Dataset records
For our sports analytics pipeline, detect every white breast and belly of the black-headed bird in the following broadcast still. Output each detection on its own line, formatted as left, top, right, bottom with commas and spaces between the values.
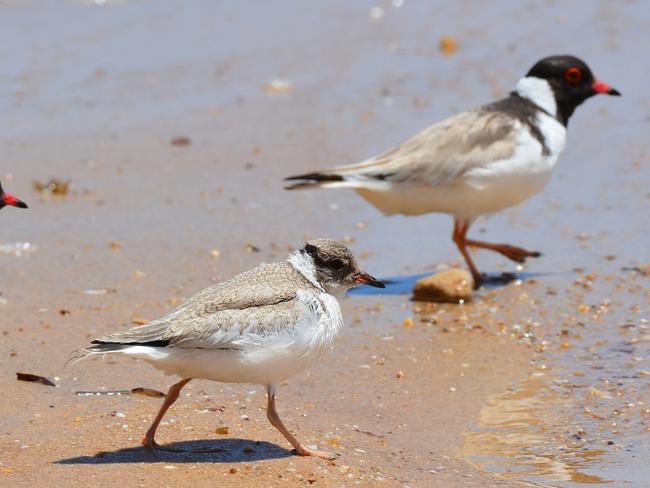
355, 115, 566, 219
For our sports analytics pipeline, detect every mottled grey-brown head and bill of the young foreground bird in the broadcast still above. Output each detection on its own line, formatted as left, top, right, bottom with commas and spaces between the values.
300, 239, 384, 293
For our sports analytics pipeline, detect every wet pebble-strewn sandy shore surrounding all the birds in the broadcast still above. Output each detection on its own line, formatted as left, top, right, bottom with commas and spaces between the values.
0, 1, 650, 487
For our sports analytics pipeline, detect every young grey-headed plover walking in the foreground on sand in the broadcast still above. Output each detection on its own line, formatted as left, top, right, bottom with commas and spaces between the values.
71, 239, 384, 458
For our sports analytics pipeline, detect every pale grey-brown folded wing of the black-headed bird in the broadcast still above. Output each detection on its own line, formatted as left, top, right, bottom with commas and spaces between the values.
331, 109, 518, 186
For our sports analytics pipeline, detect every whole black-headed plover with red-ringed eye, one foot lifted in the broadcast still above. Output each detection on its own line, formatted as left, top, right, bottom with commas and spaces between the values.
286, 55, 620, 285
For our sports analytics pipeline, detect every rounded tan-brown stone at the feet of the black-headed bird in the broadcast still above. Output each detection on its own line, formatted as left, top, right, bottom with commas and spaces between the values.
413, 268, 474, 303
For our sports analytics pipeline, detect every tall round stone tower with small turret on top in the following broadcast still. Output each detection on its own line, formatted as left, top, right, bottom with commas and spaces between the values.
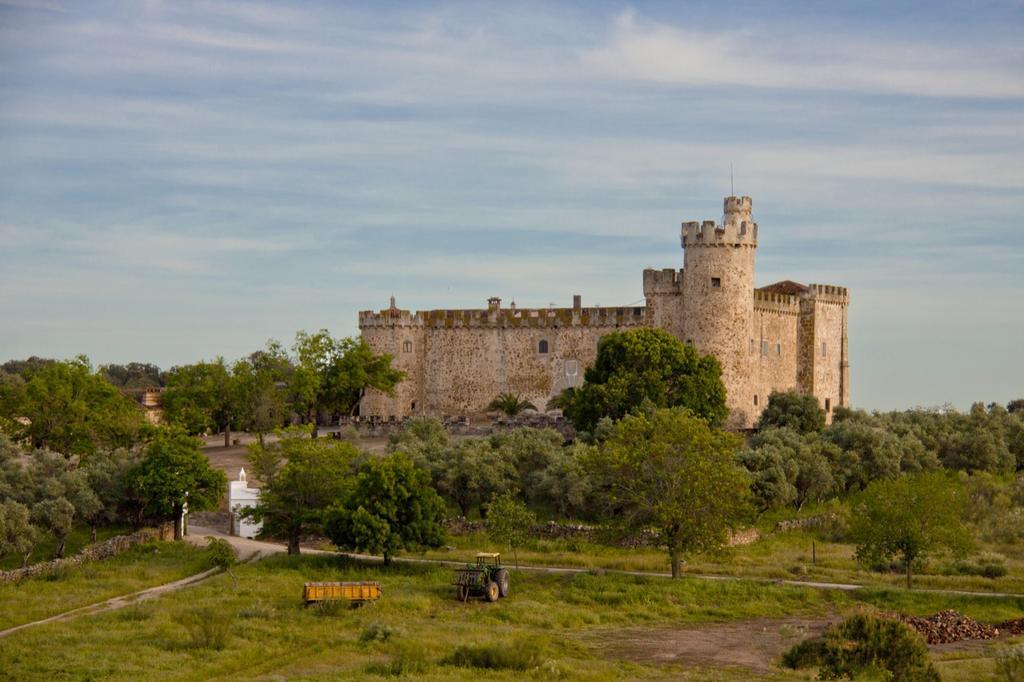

■ **What the task requires**
Beginning at the line that holds "For our sports analytics pipeline, detect every rounded" and ending with the last line of the entries, please set down each line exactly, leaving every picture out.

■ **Response for this exercise**
For our sports analytics pipeline, detect every rounded tan-brown stone at the feet of the black-headed bird in the broadcast still above. Output each detection on its own line, formatted as left, top, right, bottom with commas and spaces between the values.
413, 268, 474, 303
For our sports analytics pipeline, detect every tall round stone tower with small turret on top in the following broadcast still. Output each detection on its own line, formatted as left, top, right, bottom with commas and spaces between the values.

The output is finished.